*PROBLEM REQUIREMENTS*: The entries that follow need to be printed exactly as they are, minus any pictures.

*EXTRACTED RECORDS*:
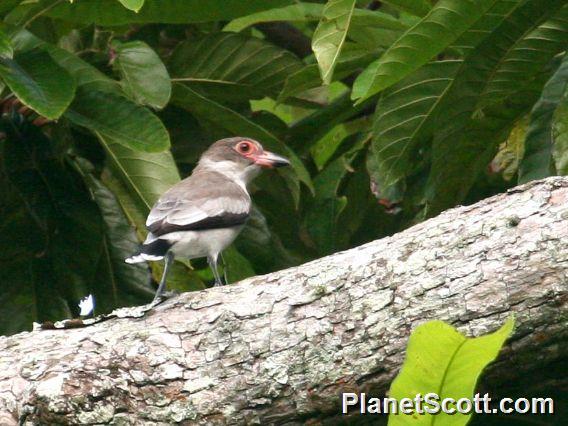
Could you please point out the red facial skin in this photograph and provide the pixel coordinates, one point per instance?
(254, 152)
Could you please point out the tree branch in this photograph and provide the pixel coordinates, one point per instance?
(281, 348)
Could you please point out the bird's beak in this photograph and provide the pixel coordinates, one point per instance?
(269, 159)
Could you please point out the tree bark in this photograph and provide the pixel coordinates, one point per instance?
(281, 348)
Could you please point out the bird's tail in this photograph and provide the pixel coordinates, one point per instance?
(152, 249)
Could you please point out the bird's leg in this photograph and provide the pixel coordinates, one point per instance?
(213, 265)
(168, 260)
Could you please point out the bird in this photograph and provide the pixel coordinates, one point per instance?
(202, 214)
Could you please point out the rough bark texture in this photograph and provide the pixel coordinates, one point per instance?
(280, 348)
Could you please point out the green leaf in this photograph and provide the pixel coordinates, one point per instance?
(352, 59)
(407, 113)
(471, 126)
(436, 31)
(322, 216)
(560, 132)
(324, 148)
(137, 179)
(112, 13)
(441, 360)
(306, 12)
(118, 118)
(83, 73)
(6, 50)
(262, 246)
(414, 7)
(527, 58)
(144, 76)
(38, 82)
(537, 162)
(237, 124)
(330, 34)
(51, 230)
(403, 120)
(134, 5)
(118, 283)
(229, 67)
(7, 5)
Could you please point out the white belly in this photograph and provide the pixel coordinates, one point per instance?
(192, 244)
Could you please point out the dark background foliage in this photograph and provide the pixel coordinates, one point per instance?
(391, 111)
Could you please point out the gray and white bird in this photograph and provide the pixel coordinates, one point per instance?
(203, 214)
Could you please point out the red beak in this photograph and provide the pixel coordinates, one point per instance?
(269, 159)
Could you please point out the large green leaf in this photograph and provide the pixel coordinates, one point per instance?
(238, 124)
(436, 31)
(144, 75)
(84, 73)
(560, 132)
(118, 283)
(52, 233)
(443, 361)
(112, 13)
(415, 7)
(352, 59)
(38, 82)
(137, 179)
(472, 126)
(403, 119)
(134, 5)
(118, 118)
(527, 58)
(406, 114)
(330, 34)
(305, 12)
(7, 5)
(232, 67)
(323, 212)
(299, 12)
(6, 49)
(537, 162)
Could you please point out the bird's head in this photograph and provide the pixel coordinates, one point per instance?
(240, 157)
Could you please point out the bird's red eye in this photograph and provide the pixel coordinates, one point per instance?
(244, 147)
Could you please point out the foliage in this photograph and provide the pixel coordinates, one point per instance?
(441, 360)
(106, 103)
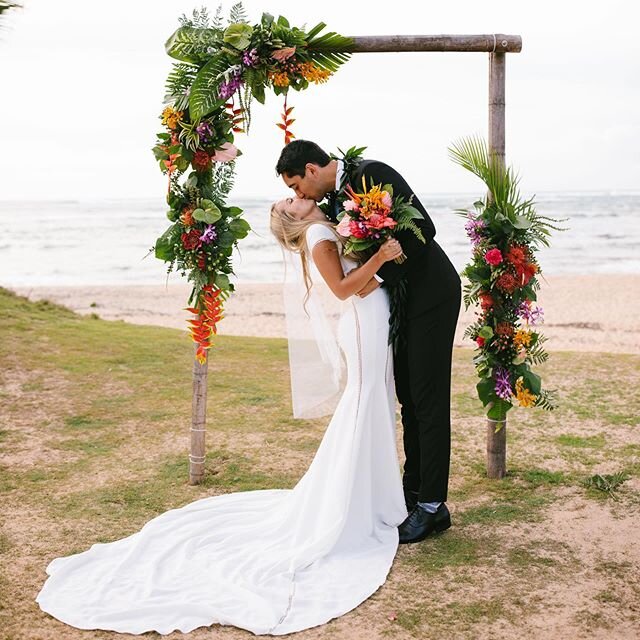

*EXERCISE RESPONSE*:
Could you please point out the red facial skin in this photograph and provide the pixel coordinates, one point per instance?
(254, 152)
Could you please point out the tree branch in this photograph and provide the pixel coordinates, one point per instance?
(281, 348)
Could you please point out the bird's beak in this photograph and provide the pixel coordinates, one point per instance?
(269, 159)
Could you please point out the tree bark in this photograph and provide the pixel coordinates, one point per instance?
(281, 348)
Could you please point out the bird's tail in this photograph and provide the pixel coordinates, one point per instance?
(152, 249)
Could you please point out the bird's leg in this photograph and provide the pixel coordinates, one point per instance?
(213, 265)
(168, 260)
Could you please point out the bird in this photograph and provide the pixel coordinates, one point per instance?
(202, 214)
Could you please point out the rough bark texture in this photograph and provide the pixel coordinates, one point per instance?
(280, 348)
Could you please point out the green leaf in this photograph and provide the pixel coordinates, one point per instance?
(352, 59)
(407, 113)
(471, 126)
(436, 31)
(322, 216)
(560, 132)
(324, 148)
(137, 179)
(112, 13)
(441, 360)
(306, 12)
(118, 118)
(83, 73)
(6, 50)
(262, 246)
(414, 7)
(527, 58)
(144, 76)
(38, 82)
(537, 162)
(237, 124)
(330, 34)
(51, 230)
(403, 120)
(134, 5)
(118, 283)
(229, 67)
(7, 5)
Could you please point out the white belly in this photograph and provide the pixel coordinates, one point per instance?
(192, 244)
Could you please point out the dark background foliage in this photograph and provide the pixel coordinates, one point per instance?
(391, 111)
Could you please point out the gray and white bird in this photograph and provide the pixel coordinates, one point per instance?
(203, 214)
Could you please point out the red beak in this photograph and provide the pixel coordinates, one point per instance?
(269, 159)
Could you please point out the large green leaf in this photograph and provide the pixel coordinates, one point per instance?
(238, 124)
(436, 31)
(144, 75)
(84, 73)
(560, 132)
(118, 283)
(52, 233)
(443, 361)
(112, 13)
(415, 7)
(352, 59)
(38, 82)
(137, 179)
(472, 126)
(403, 119)
(134, 5)
(118, 118)
(527, 58)
(406, 114)
(330, 34)
(305, 12)
(7, 5)
(232, 67)
(323, 212)
(299, 12)
(6, 49)
(537, 162)
Could you please point out the bird's head in this photograph and provide the pixel coordinates, one point per instance?
(240, 157)
Could you please point out the bird's red eye in this photograph and provide the pixel coordinates, one point per instance?
(244, 147)
Could you please point out the foliage in this photograph and provide the pixel coordinates, one point per instance?
(441, 360)
(106, 103)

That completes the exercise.